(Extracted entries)
— BEGIN —
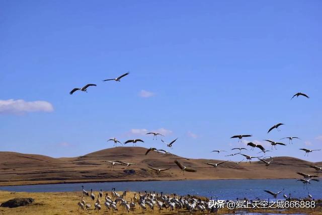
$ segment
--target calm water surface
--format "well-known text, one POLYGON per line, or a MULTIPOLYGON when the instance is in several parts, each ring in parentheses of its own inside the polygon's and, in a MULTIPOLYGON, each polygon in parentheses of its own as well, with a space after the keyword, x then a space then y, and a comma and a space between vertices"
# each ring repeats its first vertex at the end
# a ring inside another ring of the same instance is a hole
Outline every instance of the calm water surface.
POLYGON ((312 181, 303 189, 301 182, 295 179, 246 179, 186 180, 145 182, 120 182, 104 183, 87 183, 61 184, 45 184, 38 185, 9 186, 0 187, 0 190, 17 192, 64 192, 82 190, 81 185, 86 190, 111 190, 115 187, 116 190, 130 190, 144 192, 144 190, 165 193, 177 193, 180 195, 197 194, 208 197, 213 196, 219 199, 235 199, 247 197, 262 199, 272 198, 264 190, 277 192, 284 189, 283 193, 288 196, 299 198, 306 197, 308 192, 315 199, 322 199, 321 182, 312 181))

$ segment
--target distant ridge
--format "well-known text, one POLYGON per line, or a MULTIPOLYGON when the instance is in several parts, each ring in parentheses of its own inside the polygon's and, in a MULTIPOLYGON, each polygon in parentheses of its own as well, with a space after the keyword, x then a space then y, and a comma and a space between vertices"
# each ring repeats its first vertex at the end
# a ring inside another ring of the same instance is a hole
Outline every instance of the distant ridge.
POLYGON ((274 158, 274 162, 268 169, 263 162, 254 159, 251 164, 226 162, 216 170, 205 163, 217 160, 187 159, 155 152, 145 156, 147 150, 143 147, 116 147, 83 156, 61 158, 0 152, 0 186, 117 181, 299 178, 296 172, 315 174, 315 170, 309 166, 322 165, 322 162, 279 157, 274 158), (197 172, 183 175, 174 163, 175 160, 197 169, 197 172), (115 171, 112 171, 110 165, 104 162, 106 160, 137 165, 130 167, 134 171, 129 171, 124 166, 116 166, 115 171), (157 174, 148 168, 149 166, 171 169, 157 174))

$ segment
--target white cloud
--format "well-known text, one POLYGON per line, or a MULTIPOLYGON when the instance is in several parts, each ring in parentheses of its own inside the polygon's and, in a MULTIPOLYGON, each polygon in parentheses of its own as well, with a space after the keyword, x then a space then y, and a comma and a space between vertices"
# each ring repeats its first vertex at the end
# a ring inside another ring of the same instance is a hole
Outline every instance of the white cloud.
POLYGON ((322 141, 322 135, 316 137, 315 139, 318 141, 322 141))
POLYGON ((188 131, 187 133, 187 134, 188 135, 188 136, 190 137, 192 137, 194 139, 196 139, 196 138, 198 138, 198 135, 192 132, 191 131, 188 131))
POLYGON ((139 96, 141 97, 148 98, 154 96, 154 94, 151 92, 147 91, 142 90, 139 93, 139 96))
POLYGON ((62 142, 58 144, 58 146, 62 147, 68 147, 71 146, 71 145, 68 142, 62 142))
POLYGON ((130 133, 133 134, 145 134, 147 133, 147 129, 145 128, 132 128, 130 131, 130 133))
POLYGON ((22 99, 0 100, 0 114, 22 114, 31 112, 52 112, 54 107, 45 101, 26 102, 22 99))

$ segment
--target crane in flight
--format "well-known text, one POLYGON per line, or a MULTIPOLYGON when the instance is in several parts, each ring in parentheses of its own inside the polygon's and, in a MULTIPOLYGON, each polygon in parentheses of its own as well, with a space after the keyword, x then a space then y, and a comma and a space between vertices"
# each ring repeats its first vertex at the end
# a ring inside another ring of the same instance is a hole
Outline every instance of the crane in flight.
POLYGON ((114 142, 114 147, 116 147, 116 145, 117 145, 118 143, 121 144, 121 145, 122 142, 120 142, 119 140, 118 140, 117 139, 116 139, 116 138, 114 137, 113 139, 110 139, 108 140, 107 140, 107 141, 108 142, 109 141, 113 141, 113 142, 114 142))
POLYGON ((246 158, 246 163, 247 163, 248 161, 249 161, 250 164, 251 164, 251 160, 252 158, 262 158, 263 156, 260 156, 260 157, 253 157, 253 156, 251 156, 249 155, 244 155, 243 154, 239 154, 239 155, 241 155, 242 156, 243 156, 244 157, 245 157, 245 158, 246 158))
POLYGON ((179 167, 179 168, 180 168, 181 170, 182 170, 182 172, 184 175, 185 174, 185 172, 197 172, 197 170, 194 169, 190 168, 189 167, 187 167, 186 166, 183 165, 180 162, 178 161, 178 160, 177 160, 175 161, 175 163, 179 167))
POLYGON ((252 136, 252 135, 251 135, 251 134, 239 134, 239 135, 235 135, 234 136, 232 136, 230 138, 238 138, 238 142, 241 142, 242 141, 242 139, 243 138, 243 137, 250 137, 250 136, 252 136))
— END —
Instructions to follow: Lay out every line of the entries above as a numbered list, skipping blank lines and leaving out the pictures.

Task output:
1. $ segment
2. --target calm water surface
3. --format "well-known text, one POLYGON per line, or a MULTIPOLYGON when the instance is in several parts, each ring in parentheses of its own inside the polygon's and, in a MULTIPOLYGON, each polygon in parentheses of its own as well, with a space after the keyword, x then a space then y, and a comma and a space between vertices"
4. # each ring repeats its first vertex at the end
5. # a ring inside another ring of the same instance is a hole
6. Outline every instance of the calm water surface.
7. POLYGON ((312 181, 303 189, 301 182, 295 179, 246 179, 186 180, 145 182, 120 182, 104 183, 87 183, 61 184, 45 184, 38 185, 9 186, 0 187, 0 190, 17 192, 64 192, 82 190, 81 185, 86 190, 111 190, 115 187, 116 190, 130 190, 144 192, 144 190, 165 193, 177 193, 180 195, 197 194, 208 197, 213 196, 219 199, 235 199, 247 197, 262 199, 272 198, 264 190, 277 192, 284 189, 283 193, 288 196, 299 198, 306 197, 308 192, 315 199, 322 199, 321 182, 312 181))
8. $ segment
9. --target distant ridge
10. --format "well-known text, one POLYGON per line, or a MULTIPOLYGON when the instance is in several parts, each ring in parentheses of its own inside the polygon's and, in a MULTIPOLYGON, each polygon in parentheses of its own as well, with a space after the keyword, x then a space then y, and a comma and a space between vertices"
11. # each ring repeats its first vertex at the end
12. # a ring inside another ring of the same instance is a hole
13. Outline every instance of the distant ridge.
14. POLYGON ((274 158, 274 162, 268 169, 263 162, 254 159, 251 164, 226 162, 216 170, 205 163, 217 160, 187 159, 155 152, 145 156, 147 150, 143 147, 116 147, 83 156, 61 158, 0 152, 0 186, 117 181, 299 178, 296 172, 315 174, 315 170, 309 166, 322 165, 322 162, 279 157, 274 158), (197 172, 183 175, 174 163, 175 160, 197 169, 197 172), (115 171, 112 171, 110 165, 104 162, 106 160, 137 165, 130 167, 134 171, 129 171, 124 166, 116 166, 115 171), (157 174, 148 168, 149 166, 171 169, 157 174))
15. $ segment
16. --target white cloud
17. --format "well-known text, one POLYGON per line, or a MULTIPOLYGON when the instance is in several parts, each ring in parentheses of its own inside the polygon's and, in a MULTIPOLYGON, each polygon in parentheses of its own as well, with a space after the keyword, x then a space then y, and a comma and a space between vertices"
18. # each ring repeats its first vertex at the end
19. # a ring inside another ring of the same instance is a hole
20. Outline every instance of the white cloud.
21. POLYGON ((322 141, 322 135, 316 137, 315 139, 318 141, 322 141))
22. POLYGON ((188 131, 187 133, 187 134, 188 135, 188 136, 190 137, 192 137, 194 139, 196 139, 196 138, 198 138, 198 135, 192 132, 191 131, 188 131))
23. POLYGON ((139 96, 141 97, 148 98, 154 96, 154 94, 151 92, 147 91, 142 90, 139 93, 139 96))
24. POLYGON ((62 142, 58 144, 58 146, 62 147, 68 147, 71 146, 71 145, 68 142, 62 142))
25. POLYGON ((130 133, 133 134, 145 134, 147 133, 147 129, 145 128, 132 128, 130 131, 130 133))
26. POLYGON ((22 99, 0 100, 0 114, 22 114, 31 112, 52 112, 54 107, 45 101, 26 102, 22 99))
27. $ segment
28. --target crane in flight
29. --format "well-known text, one POLYGON per line, or a MULTIPOLYGON when the instance is in several parts, each ring in parentheses of its own inside the polygon's and, in a MULTIPOLYGON, each polygon in parentheses of its own as well, with a space after the keyword, x then a space then y, and a comma and a space between vertices"
30. # each ring repeats its first vertex at the end
31. # a ring inside another ring of the same instance is a hole
32. Outline every instance of the crane in flight.
33. POLYGON ((114 142, 114 147, 116 147, 116 145, 117 145, 118 143, 121 144, 121 145, 122 142, 120 142, 119 140, 118 140, 117 139, 116 139, 116 138, 114 137, 113 139, 110 139, 108 140, 107 140, 107 141, 108 142, 109 141, 113 141, 113 142, 114 142))
34. POLYGON ((246 158, 246 163, 247 163, 248 161, 249 161, 250 164, 251 164, 251 160, 252 158, 262 158, 263 156, 260 156, 260 157, 253 157, 253 156, 251 156, 249 155, 244 155, 243 154, 239 154, 239 155, 241 155, 242 156, 243 156, 244 157, 245 157, 245 158, 246 158))
35. POLYGON ((179 167, 179 168, 180 168, 181 170, 182 170, 182 172, 184 175, 185 174, 185 172, 197 172, 197 170, 194 169, 190 168, 189 167, 187 167, 186 166, 183 165, 180 162, 178 161, 178 160, 177 160, 175 161, 175 163, 179 167))
36. POLYGON ((252 136, 252 135, 251 135, 251 134, 239 134, 239 135, 235 135, 234 136, 232 136, 230 138, 238 138, 238 142, 241 142, 242 141, 242 139, 243 138, 243 137, 250 137, 250 136, 252 136))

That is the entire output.